(Stored data entries)
——————

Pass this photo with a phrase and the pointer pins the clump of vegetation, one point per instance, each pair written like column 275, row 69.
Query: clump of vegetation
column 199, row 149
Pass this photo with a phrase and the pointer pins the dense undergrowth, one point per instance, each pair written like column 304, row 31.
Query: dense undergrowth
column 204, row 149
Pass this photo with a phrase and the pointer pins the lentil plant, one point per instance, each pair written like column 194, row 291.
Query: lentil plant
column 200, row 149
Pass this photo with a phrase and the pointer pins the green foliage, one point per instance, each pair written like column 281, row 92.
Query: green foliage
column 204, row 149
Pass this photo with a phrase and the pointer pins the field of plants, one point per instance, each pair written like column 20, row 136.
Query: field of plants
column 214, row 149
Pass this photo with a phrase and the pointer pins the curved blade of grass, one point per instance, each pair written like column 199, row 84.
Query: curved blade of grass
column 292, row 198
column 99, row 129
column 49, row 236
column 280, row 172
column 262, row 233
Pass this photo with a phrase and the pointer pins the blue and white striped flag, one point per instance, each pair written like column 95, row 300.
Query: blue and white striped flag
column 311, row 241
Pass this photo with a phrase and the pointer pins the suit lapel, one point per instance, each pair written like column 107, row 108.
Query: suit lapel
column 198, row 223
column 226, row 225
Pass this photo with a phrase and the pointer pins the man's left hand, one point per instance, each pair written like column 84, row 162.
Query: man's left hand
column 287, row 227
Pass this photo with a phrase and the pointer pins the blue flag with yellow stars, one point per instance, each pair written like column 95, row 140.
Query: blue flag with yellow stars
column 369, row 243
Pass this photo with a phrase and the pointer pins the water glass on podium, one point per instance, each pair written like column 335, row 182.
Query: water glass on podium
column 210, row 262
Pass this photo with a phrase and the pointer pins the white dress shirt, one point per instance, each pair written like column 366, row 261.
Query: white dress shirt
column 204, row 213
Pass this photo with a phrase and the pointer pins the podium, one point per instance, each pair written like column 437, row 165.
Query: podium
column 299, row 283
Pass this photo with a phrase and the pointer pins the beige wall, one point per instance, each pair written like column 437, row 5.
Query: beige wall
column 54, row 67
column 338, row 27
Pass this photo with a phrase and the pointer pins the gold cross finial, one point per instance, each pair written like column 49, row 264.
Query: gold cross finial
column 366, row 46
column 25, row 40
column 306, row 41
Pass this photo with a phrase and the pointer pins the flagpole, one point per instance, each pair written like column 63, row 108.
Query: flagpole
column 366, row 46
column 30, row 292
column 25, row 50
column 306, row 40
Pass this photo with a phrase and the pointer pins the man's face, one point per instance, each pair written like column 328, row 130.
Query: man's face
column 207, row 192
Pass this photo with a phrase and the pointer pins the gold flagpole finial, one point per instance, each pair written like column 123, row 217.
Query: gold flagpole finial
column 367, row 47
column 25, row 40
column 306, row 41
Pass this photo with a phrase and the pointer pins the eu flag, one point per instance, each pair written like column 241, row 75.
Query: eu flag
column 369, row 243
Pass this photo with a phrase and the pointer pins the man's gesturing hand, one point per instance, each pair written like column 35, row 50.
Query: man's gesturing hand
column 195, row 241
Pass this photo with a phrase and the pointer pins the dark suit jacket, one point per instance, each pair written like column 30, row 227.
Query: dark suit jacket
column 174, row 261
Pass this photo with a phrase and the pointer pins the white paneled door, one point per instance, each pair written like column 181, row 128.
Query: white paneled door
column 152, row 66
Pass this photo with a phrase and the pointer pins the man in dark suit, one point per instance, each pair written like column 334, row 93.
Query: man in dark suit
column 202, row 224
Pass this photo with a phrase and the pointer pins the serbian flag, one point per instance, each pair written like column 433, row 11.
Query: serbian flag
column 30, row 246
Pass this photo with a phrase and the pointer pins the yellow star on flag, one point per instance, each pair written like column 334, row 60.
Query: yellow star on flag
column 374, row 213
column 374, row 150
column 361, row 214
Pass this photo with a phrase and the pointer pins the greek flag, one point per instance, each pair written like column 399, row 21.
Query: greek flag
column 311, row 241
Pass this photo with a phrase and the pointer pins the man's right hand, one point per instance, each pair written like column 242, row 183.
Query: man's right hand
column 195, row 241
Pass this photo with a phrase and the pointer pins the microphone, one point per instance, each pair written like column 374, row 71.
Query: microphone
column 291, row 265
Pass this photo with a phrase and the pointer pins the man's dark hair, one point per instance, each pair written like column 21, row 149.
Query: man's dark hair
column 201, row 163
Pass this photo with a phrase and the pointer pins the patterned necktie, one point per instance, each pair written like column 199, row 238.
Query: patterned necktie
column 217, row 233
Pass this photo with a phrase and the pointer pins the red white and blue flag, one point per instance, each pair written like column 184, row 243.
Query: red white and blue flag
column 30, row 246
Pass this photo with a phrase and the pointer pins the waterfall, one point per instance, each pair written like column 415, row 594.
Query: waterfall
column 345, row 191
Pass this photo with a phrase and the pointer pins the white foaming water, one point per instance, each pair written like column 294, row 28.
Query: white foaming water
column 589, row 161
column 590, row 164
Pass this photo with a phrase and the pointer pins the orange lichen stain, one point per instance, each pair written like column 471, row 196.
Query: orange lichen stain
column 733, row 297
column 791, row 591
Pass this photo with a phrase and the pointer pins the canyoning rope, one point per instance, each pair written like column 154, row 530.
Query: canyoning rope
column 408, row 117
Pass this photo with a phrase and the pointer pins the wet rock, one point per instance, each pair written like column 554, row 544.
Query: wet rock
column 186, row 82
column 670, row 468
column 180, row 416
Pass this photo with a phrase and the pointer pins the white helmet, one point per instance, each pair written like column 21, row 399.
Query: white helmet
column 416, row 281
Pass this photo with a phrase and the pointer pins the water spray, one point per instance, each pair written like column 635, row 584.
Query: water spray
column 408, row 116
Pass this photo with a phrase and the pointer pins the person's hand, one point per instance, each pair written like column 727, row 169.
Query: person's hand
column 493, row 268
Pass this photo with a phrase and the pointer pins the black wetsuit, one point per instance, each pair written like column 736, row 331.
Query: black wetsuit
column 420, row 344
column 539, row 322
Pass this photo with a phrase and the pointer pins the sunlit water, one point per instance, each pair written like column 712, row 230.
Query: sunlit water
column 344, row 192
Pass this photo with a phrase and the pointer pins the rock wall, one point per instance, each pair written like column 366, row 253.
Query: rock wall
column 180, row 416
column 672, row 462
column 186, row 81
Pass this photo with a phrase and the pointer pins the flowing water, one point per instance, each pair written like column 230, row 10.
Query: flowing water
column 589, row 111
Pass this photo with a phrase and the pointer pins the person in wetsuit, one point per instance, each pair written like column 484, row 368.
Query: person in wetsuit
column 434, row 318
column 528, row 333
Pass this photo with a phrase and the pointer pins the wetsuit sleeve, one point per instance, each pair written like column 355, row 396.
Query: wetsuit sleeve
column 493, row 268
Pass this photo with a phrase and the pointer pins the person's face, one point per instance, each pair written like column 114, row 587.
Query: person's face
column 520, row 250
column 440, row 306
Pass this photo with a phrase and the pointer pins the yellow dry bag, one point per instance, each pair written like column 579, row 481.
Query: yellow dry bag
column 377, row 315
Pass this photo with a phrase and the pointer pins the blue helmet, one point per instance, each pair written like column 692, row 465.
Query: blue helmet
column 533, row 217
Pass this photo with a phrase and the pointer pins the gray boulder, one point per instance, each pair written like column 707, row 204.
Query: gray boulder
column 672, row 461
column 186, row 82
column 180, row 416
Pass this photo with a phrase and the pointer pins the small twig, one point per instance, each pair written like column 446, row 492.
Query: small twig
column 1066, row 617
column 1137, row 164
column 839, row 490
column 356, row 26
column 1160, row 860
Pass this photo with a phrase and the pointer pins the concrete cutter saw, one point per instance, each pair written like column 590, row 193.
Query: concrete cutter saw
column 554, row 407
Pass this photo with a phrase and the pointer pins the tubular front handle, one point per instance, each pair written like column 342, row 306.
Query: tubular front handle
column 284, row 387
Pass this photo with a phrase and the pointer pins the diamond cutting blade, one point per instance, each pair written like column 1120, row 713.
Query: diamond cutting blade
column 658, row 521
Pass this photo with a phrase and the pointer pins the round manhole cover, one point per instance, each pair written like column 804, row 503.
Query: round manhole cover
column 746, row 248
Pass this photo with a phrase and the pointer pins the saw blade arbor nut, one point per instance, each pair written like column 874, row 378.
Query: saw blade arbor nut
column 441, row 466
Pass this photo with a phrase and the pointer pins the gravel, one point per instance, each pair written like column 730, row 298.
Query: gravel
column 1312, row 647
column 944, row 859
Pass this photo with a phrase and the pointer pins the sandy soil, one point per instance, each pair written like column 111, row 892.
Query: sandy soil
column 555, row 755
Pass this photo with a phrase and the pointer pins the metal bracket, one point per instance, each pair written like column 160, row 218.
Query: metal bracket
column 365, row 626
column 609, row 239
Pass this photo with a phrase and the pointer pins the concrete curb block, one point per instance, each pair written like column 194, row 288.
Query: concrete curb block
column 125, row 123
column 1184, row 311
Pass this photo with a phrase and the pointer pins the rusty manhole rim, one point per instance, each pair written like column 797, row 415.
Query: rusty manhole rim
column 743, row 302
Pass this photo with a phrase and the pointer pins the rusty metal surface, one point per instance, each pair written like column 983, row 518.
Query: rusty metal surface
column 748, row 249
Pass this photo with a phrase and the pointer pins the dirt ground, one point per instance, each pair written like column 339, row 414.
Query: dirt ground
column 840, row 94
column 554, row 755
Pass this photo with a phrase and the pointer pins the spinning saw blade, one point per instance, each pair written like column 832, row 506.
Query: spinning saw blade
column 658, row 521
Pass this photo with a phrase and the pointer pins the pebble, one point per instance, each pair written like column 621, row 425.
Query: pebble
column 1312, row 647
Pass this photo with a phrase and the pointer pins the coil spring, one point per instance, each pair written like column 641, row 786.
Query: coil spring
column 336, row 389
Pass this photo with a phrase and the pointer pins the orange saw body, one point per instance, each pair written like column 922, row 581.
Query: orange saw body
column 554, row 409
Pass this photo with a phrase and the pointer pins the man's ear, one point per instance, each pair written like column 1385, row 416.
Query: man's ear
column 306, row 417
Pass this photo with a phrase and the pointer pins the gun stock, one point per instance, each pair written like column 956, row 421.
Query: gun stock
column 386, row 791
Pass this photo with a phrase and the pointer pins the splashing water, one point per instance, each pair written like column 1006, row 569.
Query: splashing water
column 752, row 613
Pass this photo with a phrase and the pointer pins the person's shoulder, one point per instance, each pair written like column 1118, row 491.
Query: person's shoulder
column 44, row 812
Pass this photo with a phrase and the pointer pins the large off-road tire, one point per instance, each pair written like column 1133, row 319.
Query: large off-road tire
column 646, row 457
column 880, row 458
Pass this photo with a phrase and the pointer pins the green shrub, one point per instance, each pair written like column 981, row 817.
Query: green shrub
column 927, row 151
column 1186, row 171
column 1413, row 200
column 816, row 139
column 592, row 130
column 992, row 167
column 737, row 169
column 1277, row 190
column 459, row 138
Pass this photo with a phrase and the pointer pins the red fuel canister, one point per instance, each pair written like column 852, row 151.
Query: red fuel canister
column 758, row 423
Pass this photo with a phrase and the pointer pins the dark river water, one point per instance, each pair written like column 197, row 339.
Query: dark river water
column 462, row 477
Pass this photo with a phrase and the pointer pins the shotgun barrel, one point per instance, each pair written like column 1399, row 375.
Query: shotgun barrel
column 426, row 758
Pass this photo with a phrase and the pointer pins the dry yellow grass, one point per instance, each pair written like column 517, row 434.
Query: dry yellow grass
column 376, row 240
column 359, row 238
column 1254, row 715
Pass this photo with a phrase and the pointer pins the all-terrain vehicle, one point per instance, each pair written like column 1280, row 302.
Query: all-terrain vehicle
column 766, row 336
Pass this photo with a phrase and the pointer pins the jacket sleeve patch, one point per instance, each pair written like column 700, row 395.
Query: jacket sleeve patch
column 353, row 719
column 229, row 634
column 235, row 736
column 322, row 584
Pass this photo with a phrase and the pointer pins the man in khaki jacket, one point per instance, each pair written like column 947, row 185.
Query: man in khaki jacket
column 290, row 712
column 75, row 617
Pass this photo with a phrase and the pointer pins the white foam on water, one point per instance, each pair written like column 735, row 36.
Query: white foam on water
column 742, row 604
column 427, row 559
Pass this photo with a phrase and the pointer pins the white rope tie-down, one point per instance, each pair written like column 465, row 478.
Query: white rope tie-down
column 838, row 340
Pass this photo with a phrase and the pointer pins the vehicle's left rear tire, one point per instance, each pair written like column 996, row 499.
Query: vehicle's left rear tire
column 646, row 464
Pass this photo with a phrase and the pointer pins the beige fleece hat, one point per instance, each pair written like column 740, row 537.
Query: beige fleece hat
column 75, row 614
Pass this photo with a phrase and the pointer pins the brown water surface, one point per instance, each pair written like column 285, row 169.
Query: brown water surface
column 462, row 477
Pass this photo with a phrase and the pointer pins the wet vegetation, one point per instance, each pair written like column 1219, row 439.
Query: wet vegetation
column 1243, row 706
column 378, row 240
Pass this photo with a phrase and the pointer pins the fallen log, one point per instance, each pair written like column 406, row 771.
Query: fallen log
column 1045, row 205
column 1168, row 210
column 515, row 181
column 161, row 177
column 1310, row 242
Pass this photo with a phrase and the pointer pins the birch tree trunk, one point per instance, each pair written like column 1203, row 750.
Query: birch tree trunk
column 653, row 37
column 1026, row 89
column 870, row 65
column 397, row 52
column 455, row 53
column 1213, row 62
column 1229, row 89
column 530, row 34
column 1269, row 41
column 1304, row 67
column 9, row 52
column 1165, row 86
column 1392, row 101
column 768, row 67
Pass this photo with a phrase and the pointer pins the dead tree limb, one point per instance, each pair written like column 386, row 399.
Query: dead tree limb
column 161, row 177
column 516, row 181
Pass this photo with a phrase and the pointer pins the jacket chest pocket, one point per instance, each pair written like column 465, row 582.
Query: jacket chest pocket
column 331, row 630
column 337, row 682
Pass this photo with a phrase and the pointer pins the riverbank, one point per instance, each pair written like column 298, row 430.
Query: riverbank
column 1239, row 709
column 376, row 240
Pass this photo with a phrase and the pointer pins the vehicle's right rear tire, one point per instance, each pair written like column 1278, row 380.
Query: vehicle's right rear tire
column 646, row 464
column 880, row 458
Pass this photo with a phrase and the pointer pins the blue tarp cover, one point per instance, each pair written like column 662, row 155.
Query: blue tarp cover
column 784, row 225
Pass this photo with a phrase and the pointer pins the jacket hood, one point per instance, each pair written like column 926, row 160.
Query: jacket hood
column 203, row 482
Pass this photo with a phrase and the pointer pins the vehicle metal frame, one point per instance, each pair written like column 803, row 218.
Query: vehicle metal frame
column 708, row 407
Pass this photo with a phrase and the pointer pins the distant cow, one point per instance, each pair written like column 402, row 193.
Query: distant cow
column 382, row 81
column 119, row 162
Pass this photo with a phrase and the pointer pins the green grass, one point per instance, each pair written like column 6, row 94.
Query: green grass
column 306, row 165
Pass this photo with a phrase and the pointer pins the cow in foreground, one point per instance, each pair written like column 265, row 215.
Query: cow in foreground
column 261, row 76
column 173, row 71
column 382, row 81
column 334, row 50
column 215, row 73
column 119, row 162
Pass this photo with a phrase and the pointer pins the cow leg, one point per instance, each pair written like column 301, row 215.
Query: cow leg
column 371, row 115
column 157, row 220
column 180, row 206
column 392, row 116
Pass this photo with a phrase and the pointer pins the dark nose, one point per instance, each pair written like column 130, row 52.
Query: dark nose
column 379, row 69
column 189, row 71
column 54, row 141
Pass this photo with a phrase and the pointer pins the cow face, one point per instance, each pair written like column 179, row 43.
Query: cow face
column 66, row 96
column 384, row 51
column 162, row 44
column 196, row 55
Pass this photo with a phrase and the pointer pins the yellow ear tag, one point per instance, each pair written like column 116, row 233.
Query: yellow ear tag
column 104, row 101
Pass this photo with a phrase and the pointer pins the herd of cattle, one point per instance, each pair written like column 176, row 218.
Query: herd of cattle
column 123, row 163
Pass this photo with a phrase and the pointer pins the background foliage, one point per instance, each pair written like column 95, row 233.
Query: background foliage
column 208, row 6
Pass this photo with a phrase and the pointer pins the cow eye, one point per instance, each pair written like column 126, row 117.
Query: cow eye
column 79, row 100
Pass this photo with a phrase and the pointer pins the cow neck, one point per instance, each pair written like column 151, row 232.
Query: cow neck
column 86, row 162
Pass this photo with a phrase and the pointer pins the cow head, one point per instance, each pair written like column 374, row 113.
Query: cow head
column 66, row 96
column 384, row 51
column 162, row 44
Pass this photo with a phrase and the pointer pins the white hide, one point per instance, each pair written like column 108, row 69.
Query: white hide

——————

▶ _Direction_: Give the lines of the records between the line containing "852, row 151." and the line containing "column 1254, row 715", inclusive, as a numbered list, leaving out any blank lines.

▶ _Correct response_:
1. Pass this photo with a phrase and the pointer pins the red fuel canister, one point per instance, each pair written like column 852, row 151.
2. Query: red fuel canister
3. column 758, row 423
4. Pass this photo with a phrase and the pointer pins the dark river water, one point per instance, each pair written like column 197, row 339.
5. Query: dark river water
6. column 462, row 477
7. Pass this photo with a phrase and the pointer pins the shotgun barrel, one point per instance, each pair written like column 1399, row 375.
8. Query: shotgun barrel
9. column 426, row 758
10. Pass this photo with a phrase and the pointer pins the dry yellow grass, one point per instance, each pair written like column 517, row 434.
11. Query: dry yellow grass
12. column 376, row 240
13. column 359, row 238
14. column 1254, row 715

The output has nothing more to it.